(Collection entries)
┏━━
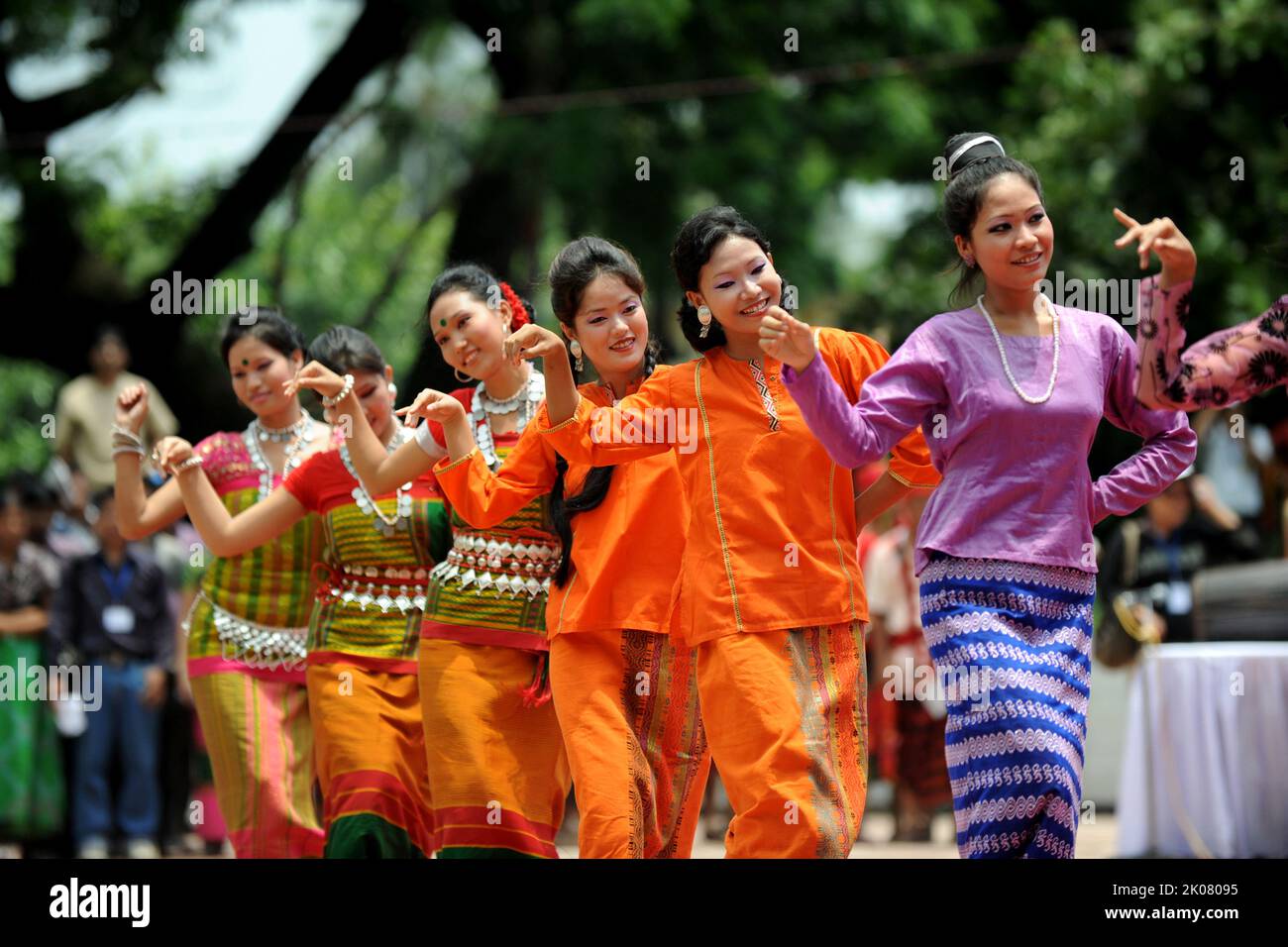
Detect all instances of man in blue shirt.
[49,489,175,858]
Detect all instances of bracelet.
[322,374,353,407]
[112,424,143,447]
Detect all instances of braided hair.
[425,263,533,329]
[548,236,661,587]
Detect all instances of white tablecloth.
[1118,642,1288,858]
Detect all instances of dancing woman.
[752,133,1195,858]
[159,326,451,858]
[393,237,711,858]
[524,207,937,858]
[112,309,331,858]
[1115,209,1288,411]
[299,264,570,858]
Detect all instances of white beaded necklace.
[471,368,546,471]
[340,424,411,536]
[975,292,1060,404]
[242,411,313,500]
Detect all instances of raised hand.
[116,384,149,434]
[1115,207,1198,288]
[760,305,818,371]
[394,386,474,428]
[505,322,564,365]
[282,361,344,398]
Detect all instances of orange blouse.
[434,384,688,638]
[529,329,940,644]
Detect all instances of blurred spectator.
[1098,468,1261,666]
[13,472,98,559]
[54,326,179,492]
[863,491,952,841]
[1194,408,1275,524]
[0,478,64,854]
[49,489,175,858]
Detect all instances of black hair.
┗━━
> [INSTRUCTIONS TO FOLLOW]
Update the records above by replacing "Detect all instances of" with "Mark every" and leaving all else unchanged. Leave the pictures out of your answer.

> [REPLY TO THE EXERCISE]
Mark every man in blue shirt.
[49,489,175,858]
Mark every bracelet.
[322,374,353,407]
[112,424,143,447]
Mark every braided hair.
[425,263,533,329]
[548,236,661,587]
Mark every white tablecloth.
[1118,642,1288,858]
Mark every dancing woman.
[752,133,1195,858]
[159,326,451,858]
[393,237,711,858]
[524,207,937,858]
[112,309,331,858]
[1115,209,1288,411]
[299,264,570,858]
Mark every white beaded necklace.
[471,368,546,471]
[340,424,411,536]
[975,292,1060,404]
[242,411,313,500]
Mark every raised hand.
[116,384,149,434]
[1115,207,1198,288]
[760,305,818,371]
[394,386,474,428]
[505,322,564,365]
[282,361,344,398]
Mark every orange blouse.
[434,384,688,638]
[529,329,940,644]
Mark every blurred spectator.
[1098,468,1261,666]
[13,472,98,559]
[54,326,179,492]
[863,491,952,841]
[1194,408,1275,524]
[0,478,64,854]
[49,489,175,858]
Mark every black hair.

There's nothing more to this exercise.